● **GOAL**:
Copy out the rows below, changing every "that would be a great help" to "that would be very helpful" and leaving all other text unchanged.
— start of EXERCISE MATERIAL —
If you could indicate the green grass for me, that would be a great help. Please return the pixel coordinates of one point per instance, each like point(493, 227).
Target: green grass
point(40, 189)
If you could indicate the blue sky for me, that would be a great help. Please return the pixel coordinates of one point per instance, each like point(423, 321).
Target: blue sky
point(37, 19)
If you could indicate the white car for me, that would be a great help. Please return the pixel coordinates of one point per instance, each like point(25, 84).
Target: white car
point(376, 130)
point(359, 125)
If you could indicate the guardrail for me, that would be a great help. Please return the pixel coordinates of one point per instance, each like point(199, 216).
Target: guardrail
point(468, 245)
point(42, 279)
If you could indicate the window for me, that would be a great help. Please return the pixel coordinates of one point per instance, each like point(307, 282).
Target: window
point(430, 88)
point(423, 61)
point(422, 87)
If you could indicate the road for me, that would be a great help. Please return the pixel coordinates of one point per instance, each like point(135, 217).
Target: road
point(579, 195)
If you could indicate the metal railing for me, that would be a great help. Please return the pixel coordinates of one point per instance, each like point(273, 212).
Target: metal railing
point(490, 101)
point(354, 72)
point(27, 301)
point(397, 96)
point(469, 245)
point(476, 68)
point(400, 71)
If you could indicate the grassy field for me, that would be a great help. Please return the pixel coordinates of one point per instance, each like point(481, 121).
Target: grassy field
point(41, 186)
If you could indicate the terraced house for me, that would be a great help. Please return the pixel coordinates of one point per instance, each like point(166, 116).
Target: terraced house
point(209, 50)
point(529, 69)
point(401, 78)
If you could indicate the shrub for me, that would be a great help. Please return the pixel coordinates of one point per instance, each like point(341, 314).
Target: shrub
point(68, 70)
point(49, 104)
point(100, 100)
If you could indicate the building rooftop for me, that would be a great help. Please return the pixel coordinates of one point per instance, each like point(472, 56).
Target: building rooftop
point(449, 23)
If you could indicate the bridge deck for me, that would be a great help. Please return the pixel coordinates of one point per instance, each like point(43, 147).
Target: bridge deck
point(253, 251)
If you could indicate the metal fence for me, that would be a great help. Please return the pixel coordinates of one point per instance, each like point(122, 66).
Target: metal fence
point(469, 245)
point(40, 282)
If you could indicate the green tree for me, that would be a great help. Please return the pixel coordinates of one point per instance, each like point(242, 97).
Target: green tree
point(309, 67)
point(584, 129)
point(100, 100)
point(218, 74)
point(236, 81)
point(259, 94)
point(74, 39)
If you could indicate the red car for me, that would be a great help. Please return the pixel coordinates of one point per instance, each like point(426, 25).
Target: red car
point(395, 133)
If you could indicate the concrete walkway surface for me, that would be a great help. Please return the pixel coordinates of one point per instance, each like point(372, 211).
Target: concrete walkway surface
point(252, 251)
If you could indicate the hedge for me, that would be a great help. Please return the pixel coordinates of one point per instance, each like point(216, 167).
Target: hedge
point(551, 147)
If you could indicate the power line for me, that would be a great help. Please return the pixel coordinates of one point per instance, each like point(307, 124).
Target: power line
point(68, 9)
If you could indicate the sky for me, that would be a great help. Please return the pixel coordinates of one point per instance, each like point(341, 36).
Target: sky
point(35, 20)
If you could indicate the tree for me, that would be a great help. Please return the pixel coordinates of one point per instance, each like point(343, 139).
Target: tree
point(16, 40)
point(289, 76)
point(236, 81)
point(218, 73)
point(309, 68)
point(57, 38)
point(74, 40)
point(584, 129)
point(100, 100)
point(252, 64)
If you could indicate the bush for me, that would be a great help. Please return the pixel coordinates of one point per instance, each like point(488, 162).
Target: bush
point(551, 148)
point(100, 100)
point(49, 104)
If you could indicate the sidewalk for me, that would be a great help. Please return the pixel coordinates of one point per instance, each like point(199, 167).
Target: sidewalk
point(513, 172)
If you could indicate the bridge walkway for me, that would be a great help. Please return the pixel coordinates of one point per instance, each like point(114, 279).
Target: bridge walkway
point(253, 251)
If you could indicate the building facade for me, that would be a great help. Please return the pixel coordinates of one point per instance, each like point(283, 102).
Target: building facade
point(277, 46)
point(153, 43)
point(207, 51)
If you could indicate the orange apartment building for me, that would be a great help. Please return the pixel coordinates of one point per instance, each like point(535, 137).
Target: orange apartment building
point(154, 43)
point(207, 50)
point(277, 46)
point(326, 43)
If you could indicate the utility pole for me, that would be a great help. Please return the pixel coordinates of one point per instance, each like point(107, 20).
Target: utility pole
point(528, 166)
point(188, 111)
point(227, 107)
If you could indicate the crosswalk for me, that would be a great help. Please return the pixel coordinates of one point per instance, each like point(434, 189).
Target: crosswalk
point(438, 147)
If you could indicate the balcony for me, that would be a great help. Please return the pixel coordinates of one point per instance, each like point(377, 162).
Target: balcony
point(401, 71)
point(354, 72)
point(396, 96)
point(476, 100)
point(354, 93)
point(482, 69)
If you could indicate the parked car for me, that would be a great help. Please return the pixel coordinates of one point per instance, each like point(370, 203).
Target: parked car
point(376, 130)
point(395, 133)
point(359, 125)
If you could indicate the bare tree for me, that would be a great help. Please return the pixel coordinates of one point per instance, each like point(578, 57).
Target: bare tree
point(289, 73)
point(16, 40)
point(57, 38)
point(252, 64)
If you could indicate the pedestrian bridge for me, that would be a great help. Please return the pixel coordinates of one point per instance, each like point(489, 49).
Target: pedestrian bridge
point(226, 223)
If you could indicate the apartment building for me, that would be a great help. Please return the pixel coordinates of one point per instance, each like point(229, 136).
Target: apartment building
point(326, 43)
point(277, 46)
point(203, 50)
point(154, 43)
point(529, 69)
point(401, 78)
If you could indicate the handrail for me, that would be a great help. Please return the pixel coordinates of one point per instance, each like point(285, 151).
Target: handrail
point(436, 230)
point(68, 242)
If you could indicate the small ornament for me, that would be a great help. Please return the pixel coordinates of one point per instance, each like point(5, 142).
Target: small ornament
— end of EXERCISE MATERIAL —
● **CORRECT ANSWER**:
If you could indicate the green grass for me, that would be very helpful. Please return the pixel coordinates of one point per instance, each like point(493, 227).
Target: green grass
point(40, 189)
If you could indicate the blue sky for me, that would be very helpful. Please return the pixel coordinates of one point per instance, each like point(423, 321).
Target: blue sky
point(37, 19)
If you could indicate the white car for me, that would be very helpful. Please return the pixel coordinates of one point per instance, each like point(25, 84).
Target: white car
point(376, 130)
point(359, 125)
If you could indicate the guardrail for me, that would be very helpful. Please return the pixel coordinates of one point per instance, each like point(199, 216).
Target: guardrail
point(468, 245)
point(42, 279)
If you could indicate the window for me, that would be very helpful. Please return the pixel coordinates of one point per instance, each like point(307, 282).
Target: window
point(430, 88)
point(423, 61)
point(422, 87)
If you could indicate the road for me, that would be very helpful. Please return the pixel coordinates of one point per instance, each like point(135, 217).
Target: road
point(579, 195)
If you could indicate the metal railing for me, that would be very helpful. Please return the pixel coordinates of one point per instance, each like point(273, 212).
Target: metal railing
point(490, 101)
point(354, 72)
point(27, 301)
point(397, 96)
point(469, 245)
point(476, 68)
point(400, 71)
If you could indicate the grassy field for me, that would be very helpful. Please return the pixel coordinates of one point per instance, each like point(481, 121).
Target: grassy field
point(41, 186)
If you could indicate the terraced house for me, that would be very helpful. Please return the pixel coordinates of one point per instance, each like point(166, 116).
Target: terraced house
point(209, 50)
point(529, 69)
point(401, 78)
If you could indicate the shrub for me, that would be very helpful. Please return the pixel coordinates of one point per instance, each like point(341, 314).
Target: shrub
point(68, 70)
point(49, 104)
point(100, 100)
If you could indicate the building rooftop for me, that would be very helpful. Please return the pixel coordinates of one point per instance, each like point(472, 56).
Target: building rooftop
point(449, 23)
If you could indicate the bridge deck for me, that would be very helpful. Please return the pixel coordinates of one point per instance, each like point(43, 147).
Target: bridge deck
point(253, 251)
If you could indicate the metal fence for me, that would be very helpful. Please return the pixel coordinates of one point per instance, each like point(122, 66).
Target: metal fence
point(469, 245)
point(40, 282)
If you could indicate the green tree for me, that would be very helpful. Please return the pixel coordinates of one point per instance, each like point(242, 97).
Target: green tree
point(309, 67)
point(584, 129)
point(100, 100)
point(218, 74)
point(236, 81)
point(259, 94)
point(74, 39)
If you could indicate the red car for me, that would be very helpful. Please return the pixel coordinates of one point per instance, each like point(426, 25).
Target: red car
point(395, 133)
If you could indicate the concrete walkway surface for me, that would be very helpful. Please return the pixel coordinates of one point per instance, each like point(372, 211).
Target: concrete walkway surface
point(252, 251)
If you could indicate the hedge for me, that would be very helpful. Please return the pixel coordinates of one point per instance, each like point(216, 167).
Target: hedge
point(551, 147)
If you could indicate the power line for me, that would be very helpful. Please return the pixel coordinates of one point per instance, each like point(307, 124).
Target: power line
point(68, 9)
If you could indicate the sky for me, that would be very helpful. Please return the pixel coordinates of one point per instance, each like point(341, 36).
Target: sky
point(35, 20)
If you could indicate the tree for me, that would be very helpful. Please return the pixel coordinates of one point per instance, each like point(343, 139).
Target: tree
point(16, 40)
point(289, 76)
point(236, 81)
point(218, 73)
point(309, 68)
point(57, 38)
point(74, 40)
point(584, 129)
point(100, 100)
point(252, 64)
If you could indicate the bush for me, that would be very helpful. Please return the pixel coordinates of one point per instance, each like point(488, 162).
Target: bush
point(551, 148)
point(100, 100)
point(49, 104)
If you could indicate the sidewalk for me, that would be very helpful. Please return the pixel coordinates of one point per instance, each like point(199, 167).
Target: sidewalk
point(513, 172)
If you could indicate the bridge walkway for me, that would be very helpful. Please return the pixel coordinates of one point per instance, each like point(114, 279).
Target: bridge walkway
point(253, 251)
If you could indicate the building facade for me, that would be very helpful. Please return the pixel coordinates of one point per instance, each like point(283, 102).
Target: building facade
point(277, 46)
point(153, 43)
point(207, 51)
If you could indicate the orange apartment building for me, that would be very helpful. Please return the pixel coordinates of one point per instance, each like point(535, 137).
Target: orange apartment building
point(154, 43)
point(207, 50)
point(277, 46)
point(326, 43)
If you could indicate the utility pole for me, that would be very helpful. Please return the pixel coordinates of one point per instance, each like point(107, 20).
Target: utility pole
point(528, 166)
point(188, 111)
point(227, 107)
If you could indicate the crosswalk for me, that would be very helpful. Please return the pixel coordinates of one point per instance, each like point(434, 189).
Target: crosswalk
point(438, 147)
If you could indicate the balcony for me, that would be very helpful. Please return the pixel coordinates of one point per instance, each like point(377, 162).
Target: balcony
point(401, 71)
point(354, 72)
point(396, 96)
point(476, 100)
point(354, 93)
point(482, 69)
If you could indicate the parked car for me, that would be very helpful. Please return the pixel coordinates of one point per instance, each like point(370, 203).
Target: parked car
point(376, 130)
point(395, 133)
point(359, 125)
If you could indicate the bare tree for me, that would be very helpful. Please return the pixel coordinates of one point per instance, each like point(578, 57).
Target: bare tree
point(289, 73)
point(16, 40)
point(57, 38)
point(252, 64)
If you could indicate the pedestrian bridge for me, that would be very helpful. Please return the pixel coordinates of one point per instance, each like point(489, 49).
Target: pedestrian bridge
point(226, 223)
If you could indicate the apartment building for me, that would be very helpful. Please return the pixel coordinates of one point per instance, each like point(229, 136).
Target: apartment building
point(326, 43)
point(277, 46)
point(203, 50)
point(154, 43)
point(529, 69)
point(401, 78)
If you could indicate the handrail for me, that would be very helpful. Please return the pixel coordinates of one point per instance, each like point(285, 151).
Target: handrail
point(436, 230)
point(68, 242)
If you could indicate the small ornament for me, that would be very helpful. Please return the pixel coordinates of one point per instance, each like point(5, 142).
Target: small ornament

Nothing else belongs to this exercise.